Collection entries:

Start

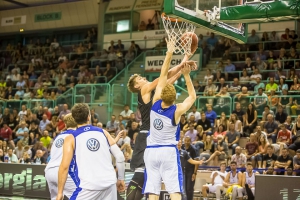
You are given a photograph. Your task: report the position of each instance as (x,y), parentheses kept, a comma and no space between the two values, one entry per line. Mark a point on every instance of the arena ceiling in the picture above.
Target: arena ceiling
(15,4)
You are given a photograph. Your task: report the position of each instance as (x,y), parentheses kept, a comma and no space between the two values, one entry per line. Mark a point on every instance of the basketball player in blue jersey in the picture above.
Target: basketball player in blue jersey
(161,155)
(145,91)
(89,149)
(52,167)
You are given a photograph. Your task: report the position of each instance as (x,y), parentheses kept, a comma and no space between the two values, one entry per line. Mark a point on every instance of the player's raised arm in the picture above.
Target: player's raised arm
(164,71)
(68,150)
(189,101)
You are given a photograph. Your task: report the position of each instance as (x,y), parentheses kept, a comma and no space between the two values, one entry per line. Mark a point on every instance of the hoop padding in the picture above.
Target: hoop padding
(175,30)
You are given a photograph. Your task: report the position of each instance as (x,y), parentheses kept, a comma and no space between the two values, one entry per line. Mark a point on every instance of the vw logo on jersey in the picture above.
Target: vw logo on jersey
(158,124)
(87,128)
(93,144)
(59,143)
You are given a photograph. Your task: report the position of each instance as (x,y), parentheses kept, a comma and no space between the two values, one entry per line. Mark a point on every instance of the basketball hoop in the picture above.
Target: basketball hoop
(180,33)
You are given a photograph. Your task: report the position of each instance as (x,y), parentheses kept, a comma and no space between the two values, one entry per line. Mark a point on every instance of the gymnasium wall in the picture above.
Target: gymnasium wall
(75,14)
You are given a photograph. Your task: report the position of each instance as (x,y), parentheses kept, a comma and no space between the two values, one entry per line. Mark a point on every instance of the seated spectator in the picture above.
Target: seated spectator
(238,125)
(283,163)
(205,123)
(271,85)
(211,115)
(12,158)
(223,121)
(260,100)
(236,86)
(296,163)
(252,150)
(239,157)
(232,138)
(210,86)
(191,133)
(271,128)
(39,158)
(239,112)
(229,68)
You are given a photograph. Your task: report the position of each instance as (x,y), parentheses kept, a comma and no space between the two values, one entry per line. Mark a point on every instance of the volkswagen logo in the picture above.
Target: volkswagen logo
(87,128)
(158,124)
(59,143)
(93,144)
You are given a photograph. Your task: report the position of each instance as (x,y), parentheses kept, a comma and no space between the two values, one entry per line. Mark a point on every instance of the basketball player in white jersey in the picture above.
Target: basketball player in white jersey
(161,156)
(145,91)
(216,185)
(233,178)
(248,178)
(51,170)
(90,148)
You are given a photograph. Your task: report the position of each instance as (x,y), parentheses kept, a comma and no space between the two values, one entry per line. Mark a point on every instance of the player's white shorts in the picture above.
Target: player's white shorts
(83,194)
(162,163)
(52,180)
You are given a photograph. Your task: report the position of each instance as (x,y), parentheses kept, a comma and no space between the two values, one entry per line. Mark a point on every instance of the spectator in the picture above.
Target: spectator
(283,163)
(271,85)
(12,158)
(252,150)
(205,123)
(112,125)
(5,132)
(43,123)
(239,158)
(271,128)
(232,138)
(39,159)
(191,133)
(211,115)
(126,113)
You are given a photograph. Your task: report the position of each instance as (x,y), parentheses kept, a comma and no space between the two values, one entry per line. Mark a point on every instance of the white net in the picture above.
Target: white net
(180,33)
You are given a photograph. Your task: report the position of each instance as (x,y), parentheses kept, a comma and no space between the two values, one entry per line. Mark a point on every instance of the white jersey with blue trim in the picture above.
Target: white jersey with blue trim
(163,128)
(57,150)
(93,169)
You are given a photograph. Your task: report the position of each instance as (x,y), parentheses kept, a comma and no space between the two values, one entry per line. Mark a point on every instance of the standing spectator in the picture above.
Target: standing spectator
(112,125)
(43,123)
(239,158)
(5,132)
(205,123)
(252,149)
(283,163)
(232,138)
(195,113)
(271,128)
(64,112)
(126,113)
(211,115)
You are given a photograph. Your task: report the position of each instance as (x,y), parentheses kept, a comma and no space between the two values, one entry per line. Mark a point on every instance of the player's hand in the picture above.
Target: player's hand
(59,197)
(193,177)
(121,185)
(186,69)
(170,44)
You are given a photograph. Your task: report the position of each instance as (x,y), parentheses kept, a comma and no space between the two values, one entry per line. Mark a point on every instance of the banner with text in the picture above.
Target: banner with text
(44,17)
(10,21)
(148,4)
(119,6)
(154,63)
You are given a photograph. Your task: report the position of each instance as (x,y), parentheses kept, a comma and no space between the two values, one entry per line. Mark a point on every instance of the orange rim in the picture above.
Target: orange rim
(163,15)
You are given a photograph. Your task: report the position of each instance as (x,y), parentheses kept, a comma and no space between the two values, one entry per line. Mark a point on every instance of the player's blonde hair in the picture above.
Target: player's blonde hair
(168,94)
(69,121)
(131,83)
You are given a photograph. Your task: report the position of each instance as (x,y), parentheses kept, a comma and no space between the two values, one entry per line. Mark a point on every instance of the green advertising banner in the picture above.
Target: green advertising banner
(47,17)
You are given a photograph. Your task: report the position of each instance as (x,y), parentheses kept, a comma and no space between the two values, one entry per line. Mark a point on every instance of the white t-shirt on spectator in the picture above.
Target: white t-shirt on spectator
(196,114)
(123,141)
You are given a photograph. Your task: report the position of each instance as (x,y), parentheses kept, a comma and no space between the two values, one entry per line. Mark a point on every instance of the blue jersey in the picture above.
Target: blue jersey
(93,169)
(163,128)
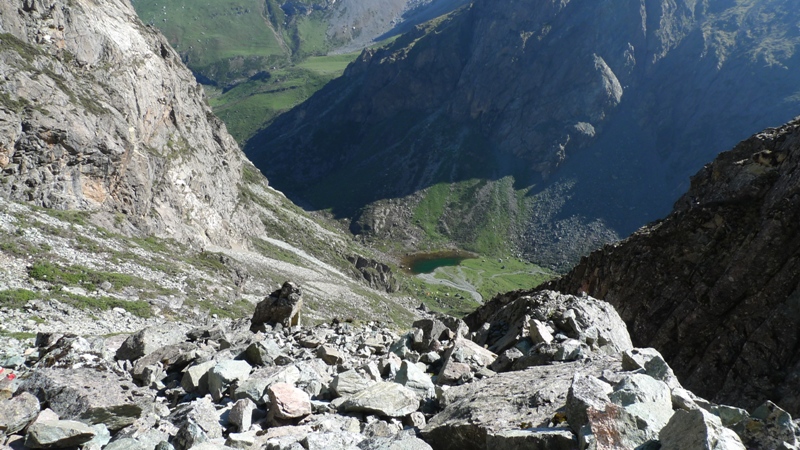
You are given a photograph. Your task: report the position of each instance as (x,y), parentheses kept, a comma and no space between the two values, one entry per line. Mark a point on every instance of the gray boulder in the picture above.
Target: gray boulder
(263,353)
(536,438)
(463,353)
(241,415)
(171,357)
(402,441)
(90,396)
(195,377)
(288,402)
(330,354)
(385,399)
(647,399)
(505,402)
(147,341)
(58,434)
(281,307)
(17,413)
(585,392)
(349,383)
(698,429)
(225,373)
(415,379)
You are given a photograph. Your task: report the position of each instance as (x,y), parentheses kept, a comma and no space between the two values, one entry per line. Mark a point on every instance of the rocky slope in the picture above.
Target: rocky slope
(714,286)
(568,378)
(554,107)
(120,187)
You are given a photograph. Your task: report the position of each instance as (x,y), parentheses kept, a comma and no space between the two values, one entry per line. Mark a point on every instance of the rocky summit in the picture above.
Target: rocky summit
(714,286)
(547,371)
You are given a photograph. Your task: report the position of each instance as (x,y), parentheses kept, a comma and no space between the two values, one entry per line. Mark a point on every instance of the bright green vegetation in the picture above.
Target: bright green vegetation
(220,37)
(495,276)
(138,308)
(19,335)
(254,60)
(255,102)
(81,276)
(487,276)
(494,207)
(16,298)
(428,262)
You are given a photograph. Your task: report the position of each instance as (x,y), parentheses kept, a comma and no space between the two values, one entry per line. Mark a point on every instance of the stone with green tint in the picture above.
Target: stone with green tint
(58,434)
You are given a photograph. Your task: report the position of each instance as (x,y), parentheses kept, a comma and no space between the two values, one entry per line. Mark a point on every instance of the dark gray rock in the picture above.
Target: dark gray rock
(509,401)
(415,379)
(17,413)
(90,396)
(263,353)
(58,434)
(282,306)
(224,374)
(385,399)
(698,429)
(348,383)
(147,341)
(585,392)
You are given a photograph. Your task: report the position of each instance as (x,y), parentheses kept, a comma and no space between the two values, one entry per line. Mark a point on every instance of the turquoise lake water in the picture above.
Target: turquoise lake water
(428,262)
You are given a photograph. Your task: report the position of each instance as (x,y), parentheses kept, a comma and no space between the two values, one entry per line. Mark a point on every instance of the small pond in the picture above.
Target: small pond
(428,262)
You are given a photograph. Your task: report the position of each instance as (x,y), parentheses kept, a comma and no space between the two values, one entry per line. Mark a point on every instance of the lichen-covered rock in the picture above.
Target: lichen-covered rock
(147,341)
(90,396)
(722,262)
(288,402)
(17,413)
(282,306)
(58,434)
(385,399)
(698,429)
(99,135)
(508,401)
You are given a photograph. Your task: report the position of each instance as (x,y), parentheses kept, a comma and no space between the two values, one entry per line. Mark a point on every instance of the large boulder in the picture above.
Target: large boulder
(224,374)
(463,358)
(147,341)
(385,399)
(507,402)
(17,413)
(714,285)
(282,306)
(58,434)
(698,429)
(90,396)
(288,402)
(537,317)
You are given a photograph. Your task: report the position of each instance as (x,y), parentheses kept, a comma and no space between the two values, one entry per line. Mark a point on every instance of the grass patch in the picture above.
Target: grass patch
(16,298)
(232,310)
(273,251)
(69,216)
(138,308)
(81,276)
(18,335)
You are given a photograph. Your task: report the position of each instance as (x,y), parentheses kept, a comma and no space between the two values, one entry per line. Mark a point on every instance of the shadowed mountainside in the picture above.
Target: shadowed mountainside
(596,114)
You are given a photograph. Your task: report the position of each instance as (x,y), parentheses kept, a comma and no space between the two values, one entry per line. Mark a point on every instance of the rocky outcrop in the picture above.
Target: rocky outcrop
(714,286)
(98,113)
(578,101)
(371,397)
(377,274)
(281,307)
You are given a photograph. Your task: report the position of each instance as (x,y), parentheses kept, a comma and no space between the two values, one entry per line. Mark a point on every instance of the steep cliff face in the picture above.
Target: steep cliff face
(98,113)
(716,285)
(578,101)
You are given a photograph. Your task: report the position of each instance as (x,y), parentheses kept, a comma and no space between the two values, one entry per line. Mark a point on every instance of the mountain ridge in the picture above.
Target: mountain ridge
(519,90)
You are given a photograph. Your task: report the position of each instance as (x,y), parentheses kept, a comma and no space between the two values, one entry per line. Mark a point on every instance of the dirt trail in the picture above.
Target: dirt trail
(458,282)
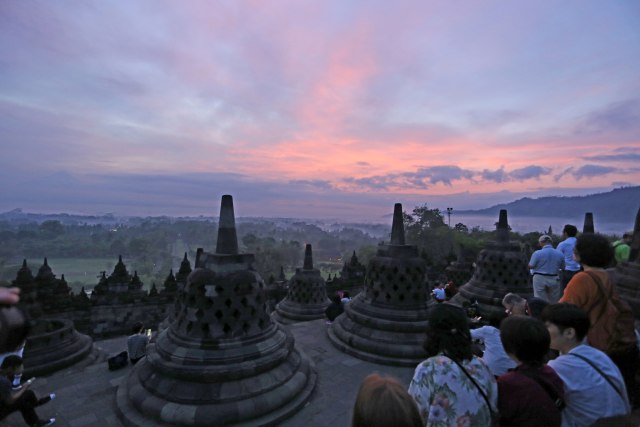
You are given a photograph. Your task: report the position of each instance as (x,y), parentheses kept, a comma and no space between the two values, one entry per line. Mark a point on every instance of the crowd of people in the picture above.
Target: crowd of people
(567,357)
(571,361)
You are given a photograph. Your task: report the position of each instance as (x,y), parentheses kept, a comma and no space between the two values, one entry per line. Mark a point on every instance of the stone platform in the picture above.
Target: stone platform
(86,396)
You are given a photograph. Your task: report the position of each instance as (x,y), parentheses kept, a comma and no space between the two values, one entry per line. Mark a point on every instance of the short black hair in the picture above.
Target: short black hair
(565,315)
(11,361)
(448,332)
(571,230)
(594,250)
(526,338)
(137,327)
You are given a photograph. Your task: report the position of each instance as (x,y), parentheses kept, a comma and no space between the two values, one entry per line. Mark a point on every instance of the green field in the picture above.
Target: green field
(79,272)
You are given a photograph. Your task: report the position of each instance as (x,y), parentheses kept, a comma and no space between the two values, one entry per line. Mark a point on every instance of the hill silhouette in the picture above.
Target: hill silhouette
(618,205)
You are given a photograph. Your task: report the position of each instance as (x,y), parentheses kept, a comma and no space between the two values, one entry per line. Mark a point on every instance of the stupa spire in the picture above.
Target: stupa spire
(227,239)
(397,229)
(502,228)
(588,223)
(634,255)
(308,258)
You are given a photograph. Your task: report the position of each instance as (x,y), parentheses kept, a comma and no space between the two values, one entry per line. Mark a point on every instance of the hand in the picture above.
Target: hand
(9,295)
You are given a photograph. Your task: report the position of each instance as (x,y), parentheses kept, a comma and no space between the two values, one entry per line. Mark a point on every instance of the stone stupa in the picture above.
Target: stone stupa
(501,267)
(307,295)
(52,343)
(386,323)
(222,361)
(626,275)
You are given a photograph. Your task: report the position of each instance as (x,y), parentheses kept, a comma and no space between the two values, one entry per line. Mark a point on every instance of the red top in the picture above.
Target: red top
(525,403)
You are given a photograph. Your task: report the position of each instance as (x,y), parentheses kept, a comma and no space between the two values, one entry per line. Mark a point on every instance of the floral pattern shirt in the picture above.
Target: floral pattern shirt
(447,397)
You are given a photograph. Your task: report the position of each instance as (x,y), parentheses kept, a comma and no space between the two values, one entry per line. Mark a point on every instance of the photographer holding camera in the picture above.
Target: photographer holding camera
(14,328)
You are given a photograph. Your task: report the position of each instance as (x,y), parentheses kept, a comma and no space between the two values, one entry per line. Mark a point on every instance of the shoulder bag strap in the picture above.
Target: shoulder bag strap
(553,394)
(601,373)
(484,395)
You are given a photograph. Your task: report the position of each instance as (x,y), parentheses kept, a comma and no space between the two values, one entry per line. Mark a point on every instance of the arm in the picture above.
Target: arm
(11,397)
(420,390)
(533,261)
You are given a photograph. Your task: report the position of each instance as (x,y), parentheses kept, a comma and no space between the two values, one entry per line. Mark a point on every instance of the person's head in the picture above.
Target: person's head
(535,306)
(570,230)
(137,328)
(384,402)
(567,325)
(525,339)
(514,304)
(12,365)
(593,250)
(545,240)
(448,332)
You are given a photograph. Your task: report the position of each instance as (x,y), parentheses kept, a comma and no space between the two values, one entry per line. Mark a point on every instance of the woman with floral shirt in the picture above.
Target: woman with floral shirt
(445,394)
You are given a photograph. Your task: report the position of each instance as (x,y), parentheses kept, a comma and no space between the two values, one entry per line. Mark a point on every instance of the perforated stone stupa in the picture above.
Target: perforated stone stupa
(626,275)
(500,268)
(222,361)
(52,343)
(307,295)
(386,322)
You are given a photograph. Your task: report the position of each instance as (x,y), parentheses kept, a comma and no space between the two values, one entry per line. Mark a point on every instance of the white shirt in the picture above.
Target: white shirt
(439,293)
(587,394)
(494,355)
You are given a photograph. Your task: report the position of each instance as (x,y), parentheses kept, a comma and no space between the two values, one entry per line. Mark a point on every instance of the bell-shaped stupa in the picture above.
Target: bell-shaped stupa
(626,275)
(52,343)
(222,361)
(307,295)
(588,226)
(386,322)
(501,267)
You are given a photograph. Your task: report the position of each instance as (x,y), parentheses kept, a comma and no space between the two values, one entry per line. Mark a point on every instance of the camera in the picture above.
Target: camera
(14,327)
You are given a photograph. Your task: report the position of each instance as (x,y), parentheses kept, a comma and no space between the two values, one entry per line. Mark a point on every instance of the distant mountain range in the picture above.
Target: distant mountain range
(619,205)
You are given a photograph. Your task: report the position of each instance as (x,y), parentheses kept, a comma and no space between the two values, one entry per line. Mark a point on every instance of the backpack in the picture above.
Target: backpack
(619,319)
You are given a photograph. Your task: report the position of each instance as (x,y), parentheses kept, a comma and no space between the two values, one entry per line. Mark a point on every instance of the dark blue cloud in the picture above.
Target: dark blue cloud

End

### Do this
Rewrite everything from the line containing "the camera in the picture above." down to the end of the data, replacing "Target" with "Object" and leaving all else unchanged. Return only those lines.

### Response for this exercise
You are given a photograph. Your task: report the position of each instance as (x,y), parentheses kept, a comma and no space between the two values, one entry per line. Mark a point on every instance of the camera in the picture above.
Object: camera
(14,327)
You are given a photograph. Your task: report the position of each instance as (x,y), parentheses kept, a comma and no space between the two values, one entry per line. Mark a point on every instance of the distant mountain range in the picture above.
Object: distant mountain range
(619,205)
You are given a photograph. Your task: report the position of each instance as (x,y), parentheses kept, a comma and no space between the two values, one entry per line. Mark a point on every instance of the backpack in the picture above.
Object: backpack
(619,319)
You are given a photograph. Your task: report the position of each instance as (x,y), parentheses kept, a comma and no space between the two values, one entry per line. Mark a point on every instance of the dark blue cloud in the picture above.
Object: dark blue cloud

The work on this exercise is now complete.